-- EXERCISE DATA --
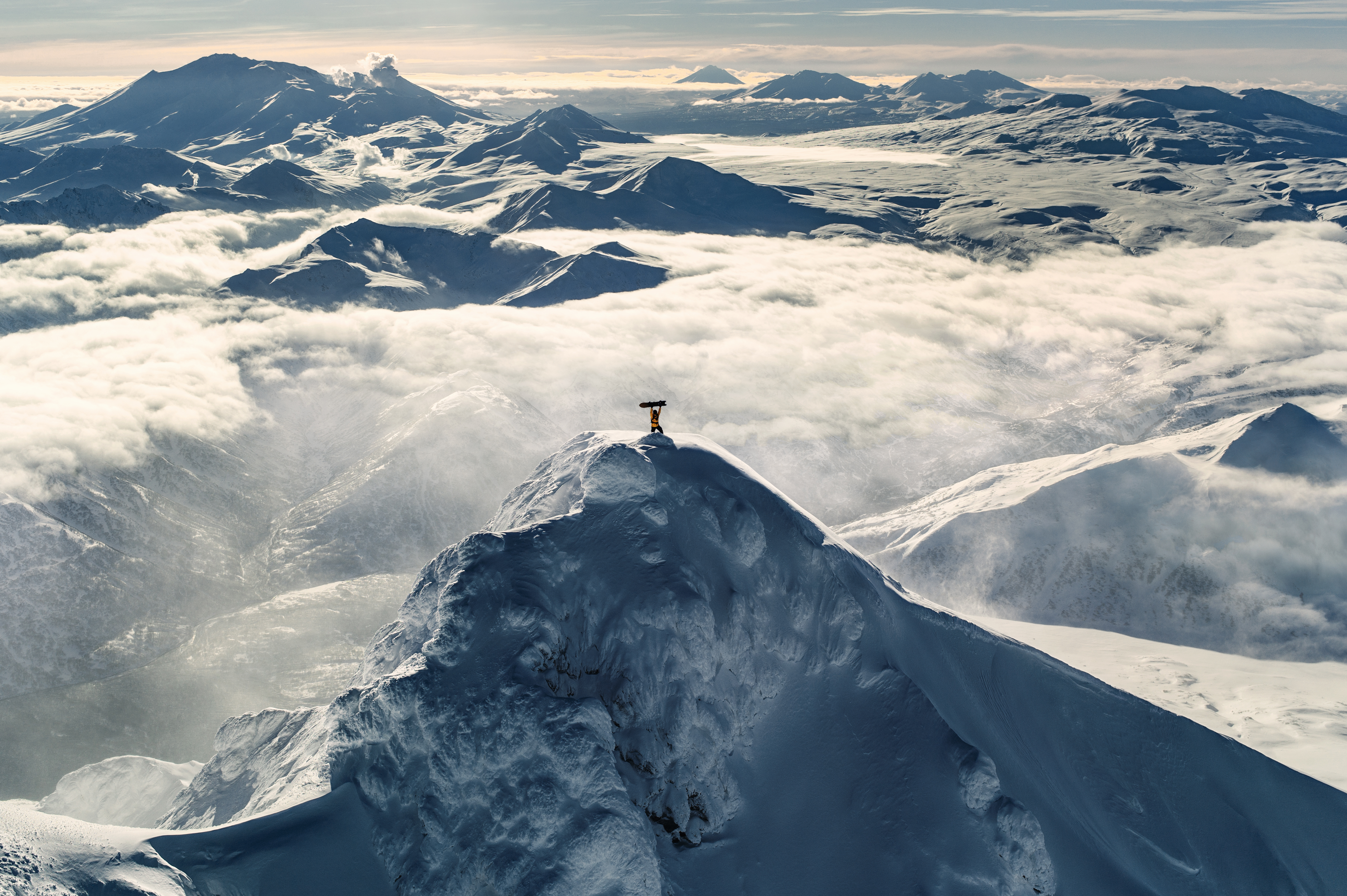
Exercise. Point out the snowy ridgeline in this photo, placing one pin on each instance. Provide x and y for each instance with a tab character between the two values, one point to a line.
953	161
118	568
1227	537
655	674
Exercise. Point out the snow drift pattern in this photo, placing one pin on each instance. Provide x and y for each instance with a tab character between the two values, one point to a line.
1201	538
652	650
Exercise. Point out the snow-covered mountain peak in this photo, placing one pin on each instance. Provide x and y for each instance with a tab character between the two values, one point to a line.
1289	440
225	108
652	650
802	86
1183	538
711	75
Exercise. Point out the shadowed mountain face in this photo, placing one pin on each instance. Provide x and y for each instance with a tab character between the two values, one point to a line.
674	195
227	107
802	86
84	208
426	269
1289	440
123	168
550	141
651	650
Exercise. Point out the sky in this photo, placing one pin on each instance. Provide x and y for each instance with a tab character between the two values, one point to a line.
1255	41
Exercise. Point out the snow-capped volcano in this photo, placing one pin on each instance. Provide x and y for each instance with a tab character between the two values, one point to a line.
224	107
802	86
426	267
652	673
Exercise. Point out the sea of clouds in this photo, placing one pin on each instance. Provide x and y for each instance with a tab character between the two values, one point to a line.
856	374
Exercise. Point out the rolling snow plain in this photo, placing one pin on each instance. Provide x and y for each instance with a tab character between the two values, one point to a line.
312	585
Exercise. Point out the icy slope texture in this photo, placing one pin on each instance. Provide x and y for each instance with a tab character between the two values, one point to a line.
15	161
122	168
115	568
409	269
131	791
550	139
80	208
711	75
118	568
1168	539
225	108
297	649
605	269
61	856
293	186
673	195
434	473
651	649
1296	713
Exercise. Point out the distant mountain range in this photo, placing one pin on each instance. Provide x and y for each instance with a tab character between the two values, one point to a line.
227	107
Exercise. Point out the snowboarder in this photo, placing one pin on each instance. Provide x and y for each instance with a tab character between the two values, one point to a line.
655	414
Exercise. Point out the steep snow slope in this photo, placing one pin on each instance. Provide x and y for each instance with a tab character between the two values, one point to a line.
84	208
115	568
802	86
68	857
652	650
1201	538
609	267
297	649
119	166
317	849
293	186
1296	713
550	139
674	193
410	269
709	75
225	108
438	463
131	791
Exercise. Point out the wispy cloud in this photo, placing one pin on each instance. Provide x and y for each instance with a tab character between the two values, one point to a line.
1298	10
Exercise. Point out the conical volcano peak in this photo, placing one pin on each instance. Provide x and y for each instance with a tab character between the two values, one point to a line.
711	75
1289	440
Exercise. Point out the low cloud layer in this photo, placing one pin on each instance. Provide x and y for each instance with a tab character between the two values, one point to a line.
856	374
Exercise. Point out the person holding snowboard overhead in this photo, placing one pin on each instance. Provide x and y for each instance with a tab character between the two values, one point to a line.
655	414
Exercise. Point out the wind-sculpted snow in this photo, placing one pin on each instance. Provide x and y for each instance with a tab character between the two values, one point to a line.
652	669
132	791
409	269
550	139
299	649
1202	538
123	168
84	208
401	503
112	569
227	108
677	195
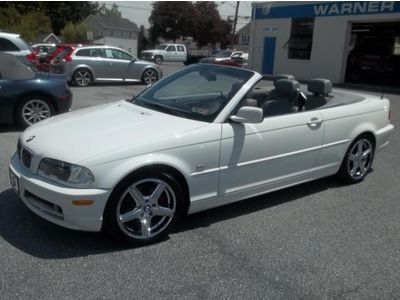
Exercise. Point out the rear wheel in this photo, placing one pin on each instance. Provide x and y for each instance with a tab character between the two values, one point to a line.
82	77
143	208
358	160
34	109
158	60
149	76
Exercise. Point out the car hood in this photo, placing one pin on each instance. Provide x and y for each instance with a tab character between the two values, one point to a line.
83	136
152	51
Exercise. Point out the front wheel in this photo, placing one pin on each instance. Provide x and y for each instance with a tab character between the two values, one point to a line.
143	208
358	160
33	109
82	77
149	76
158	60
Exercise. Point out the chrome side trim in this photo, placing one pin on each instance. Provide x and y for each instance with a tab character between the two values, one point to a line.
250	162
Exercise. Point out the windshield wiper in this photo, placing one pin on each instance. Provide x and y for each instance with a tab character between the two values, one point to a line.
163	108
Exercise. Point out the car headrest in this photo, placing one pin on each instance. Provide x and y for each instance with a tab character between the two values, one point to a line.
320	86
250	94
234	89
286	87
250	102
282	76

-- INSTRUCTIONS FOR THE TASK --
Return the material word for word, images omitted.

-- RESULT OF THIS EXERCISE --
Exercise. Point out the snowy ridgeline in this photo, placing one pin on each instance. Provide x and y for each instance with a tab character between the two values, one point to a line.
953	161
118	568
1227	537
655	674
Exercise. Point out the snow drift pattern in this photo, placing one pin on each instance. Provide x and y for each instance with a tab character between the two values, one point to a line.
1201	538
652	650
Exercise. Point out the snow-covered mountain peak in this photo, placing one pin on each instance. Provide x and y for each instance with a tab character between the two values, one point to a line.
1289	440
225	108
652	650
802	86
1183	538
711	75
Exercise. Point out the shadowed mountain face in this photo, placing one pin on each instance. Provide x and y for each instance with a tab character between the two values, one point to a line.
674	195
227	107
802	86
84	208
426	269
1289	440
123	168
550	141
651	650
Exercise. Point out the sky in this photo, placing one pin on each instance. Provide x and y for each instance with a tab character between the two values, one point to a line.
1255	41
Exercise. Point out the snow-capped volcano in this photo, placing one pin on each instance. Provide x and y for each instance with a tab character between the two values, one point to a line.
224	107
802	86
426	267
652	673
Exercise. Point out the sea of clouds in this photo, placing one pin on each instance. Provide x and y for each instance with a tab character between the two values, one point to a line.
856	374
Exercise. Point out the rolling snow plain in this photo, placing one pin on each instance. Provide x and y for each instance with a tab character between the two values, one point to a line.
312	585
Exercise. Point out the icy slope texture in this photo, placing one pin on each instance. Provide x and y for each instance with a tab character between the two values, one point to a line.
15	161
122	168
115	568
409	269
131	791
550	139
80	208
711	75
118	568
1168	539
225	108
297	649
605	269
61	856
293	186
673	195
434	473
651	649
1296	713
Exercise. Point out the distant mountain range in this photo, placing one pin on each instance. Provide x and y for each instance with a tab character between the two values, one point to a line.
227	107
Exercise. Point out the snowboarder in this photo, placing one pin on each instance. Provide x and y for each instance with a tab character between the two values, one point to a line.
655	414
Exercise. Point out the steep snow slope in this photo, placing one pin on each instance. Provide x and y for each instance with a tab character between the two values, one point to a line.
84	208
115	568
802	86
68	857
652	650
1201	538
609	267
297	649
119	166
317	849
293	186
1296	713
550	139
674	193
410	269
709	75
225	108
438	463
131	791
Exercise. Point out the wispy cloud in this photo, placing one pin on each instance. Provide x and y for each instance with a tab character between the two values, one point to a line.
1298	10
Exercise. Point out the conical volcano peak in this photo, placing one pin on each instance. Provide x and y for each instance with a tab character between the two values, one point to a line.
711	75
1289	440
Exercise. Point out the low cloud layer in this photo, placing one pin on each instance. Provide x and y for each instance with a tab character between the two values, one point to a line.
856	374
Exercise. Point out the person holding snowboard overhead in this photo, placing one pin on each instance. Provide x and y for each instance with a tab character between the two values, one point to a line.
655	414
Exercise. Point out the wind-sculpted snow in this photo, placing one pin on each instance. Provide x and y for each instance with a tab character between the two values, one point to a line.
652	669
132	791
409	269
550	139
299	649
1202	538
123	168
84	208
401	503
112	569
227	108
677	195
Exercise. Point out the rear wheel in this photo, placing one pin on each instance. Provide x and y for each instance with a tab character between the two values, one point to a line.
82	77
143	208
358	160
34	109
158	60
149	76
Exercise. Point out the car hood in this photo, placing one pin on each instance. Provide x and y for each instance with a tab character between the two values, one point to a line.
83	136
152	51
Exercise. Point out the front wheel in this photo, placing one pin on each instance. Provide x and y for each instance with a tab character between the two values, one point to a line.
143	208
358	160
33	109
82	77
149	76
158	60
Exercise. Point out the chrome side trim in this photo, placing one pin on each instance. Provide x and y for each instance with a tab character between the two values, one point to a line.
250	162
Exercise. Point out the windshield wiper in this photo, placing one pin on each instance. Provide x and y for each instance with a tab character between the two values, one point to a line.
163	108
Exercise. Point out the car headrest in this photo, placing one pin on each instance. Provide x and y for each instance with a tab character between the two values, one point to a line.
320	86
250	94
234	89
286	87
250	102
282	76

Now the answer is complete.